§ Using the information:
1. Return, word for word, the part of the work-stoppage excerpt that opens with the words containing "While the pandemic-induced" and closes with "workers, Acemoglu said.".
2. In the work-stoppage excerpt, what position does Harry Katz hold?
3. Extend the work-stoppage excerpt by continuing it after its last sentence.

§ Excerpt:
* * * *

In a previous statement to ABC News, Amazon spokesperson Brad Glasser said the company stands by its decision to bring corporate employees back to the office.
"We understand that it's going to take time to adjust back to being in the office more and there are a lot of teams at the company working hard to make this transition as smooth as possible for employees," Glasser said.
Wabtec told ABC News in a statement: "The company is glad the [union] shares its passion for a sustainable future and is actively developing green technologies for the industries we serve. Wabtec is an industry leader in developing and building sustainable solutions such as low- and zero-emission locomotives."
The wave of work stoppages, which follows an uptick in strikes last year, has coincided with a tight job market that arose during the pandemic, forcing companies to compete for a relatively small pool of available workers and in turn boosting employee leverage, Harry Katz, a professor of collective bargaining at Cornell University's School of Industrial and Labor Relations, told ABC News.
"The labor market is strong and the unemployment rate is low," Katz said. "That has shifted bargaining power to labor."
While the pandemic-induced labor shortage amplified worker power, however, it also accelerated the adoption of technology that threatens to replace or sideline workers, Acemoglu said.
"When workers were in short supply and couldn't get to work, there was a greater need for automation," Acemoglu added.

* * * *

§ Extracted entries:
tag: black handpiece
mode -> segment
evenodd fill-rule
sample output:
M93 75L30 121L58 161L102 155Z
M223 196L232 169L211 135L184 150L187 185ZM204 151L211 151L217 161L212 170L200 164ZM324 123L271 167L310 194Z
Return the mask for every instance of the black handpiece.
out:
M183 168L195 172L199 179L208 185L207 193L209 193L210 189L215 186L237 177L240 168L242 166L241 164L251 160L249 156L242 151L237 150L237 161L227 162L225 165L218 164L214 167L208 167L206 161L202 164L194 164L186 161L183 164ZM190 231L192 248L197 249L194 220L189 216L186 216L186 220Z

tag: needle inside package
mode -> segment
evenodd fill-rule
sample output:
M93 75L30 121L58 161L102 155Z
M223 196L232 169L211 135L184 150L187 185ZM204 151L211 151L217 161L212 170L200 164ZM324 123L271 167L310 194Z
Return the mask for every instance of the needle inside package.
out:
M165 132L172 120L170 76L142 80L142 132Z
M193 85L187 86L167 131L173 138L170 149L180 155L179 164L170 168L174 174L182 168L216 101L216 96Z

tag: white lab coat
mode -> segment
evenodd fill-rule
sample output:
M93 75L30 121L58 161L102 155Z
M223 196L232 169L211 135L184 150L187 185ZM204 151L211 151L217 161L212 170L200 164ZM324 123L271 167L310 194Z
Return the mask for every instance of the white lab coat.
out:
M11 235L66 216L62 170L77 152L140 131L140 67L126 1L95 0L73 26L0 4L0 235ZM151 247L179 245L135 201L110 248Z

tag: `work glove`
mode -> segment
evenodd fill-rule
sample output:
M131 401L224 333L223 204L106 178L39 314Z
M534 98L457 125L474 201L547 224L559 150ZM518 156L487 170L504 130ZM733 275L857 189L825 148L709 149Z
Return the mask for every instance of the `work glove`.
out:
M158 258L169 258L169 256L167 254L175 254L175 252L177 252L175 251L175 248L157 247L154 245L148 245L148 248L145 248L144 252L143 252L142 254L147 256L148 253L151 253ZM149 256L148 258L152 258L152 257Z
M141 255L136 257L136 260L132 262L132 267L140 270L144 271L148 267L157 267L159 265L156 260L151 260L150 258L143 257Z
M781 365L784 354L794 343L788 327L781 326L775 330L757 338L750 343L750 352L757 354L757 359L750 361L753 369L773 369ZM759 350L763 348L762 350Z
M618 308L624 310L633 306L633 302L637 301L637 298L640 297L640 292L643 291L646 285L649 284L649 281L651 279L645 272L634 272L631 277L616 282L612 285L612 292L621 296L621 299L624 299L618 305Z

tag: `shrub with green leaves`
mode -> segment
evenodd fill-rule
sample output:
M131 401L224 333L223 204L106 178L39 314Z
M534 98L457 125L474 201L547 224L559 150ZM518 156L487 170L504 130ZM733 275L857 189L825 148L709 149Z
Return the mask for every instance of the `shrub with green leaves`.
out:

* * * *

§ Results of the exercise:
1.
While the pandemic-induced labor shortage amplified worker power, however, it also accelerated the adoption of technology that threatens to replace or sideline workers, Acemoglu said.

2. He is a professor of collective bargaining at Cornell University's School of Industrial and Labor Relations.

3.
Another trend that took hold during the pandemic: an explosion in the popularity of streaming TV and movies.
The ongoing actors' strike centers on a dispute over compensation, especially in light of that industry-wide shift toward streaming that has changed the way performers receive residuals, or royalty payments.
Previously, a popular show meant sizable and consistent residual payments over the ensuing years. In streaming, however, those checks are far smaller, according to the actors' union Screen Actors Guild-American Federation of Television and Radio Artists, or SAG-AFTRA.
In addition, actors have expressed significant concerns with the potential use of artificial intelligence as a substitute for use of a performer's authentic appearance.
On a union podcast last month, SAG-AFTRA President Fran Drescher called AI a "deadly cocktail" that resulted from "Wall Street, greed, technology, and whizz kids that I am not seeing exemplify a great deal of empathy."
In response to ABC News' request for comment, the Alliance of Motion Picture and Television Producers pointed to a previous statement: "The AMPTP has been clear from the outset that its goal is to arrive at a contract that is fair and equitable for SAG-AFTRA members."
"The offer that SAG-AFTRA walked away from on July 12 is worth more than $1 billion in wage increases, pension & health contributions and residual increases and includes first-of-their-kind protections over its three-year term, including expressly with respect to AI," the statement added.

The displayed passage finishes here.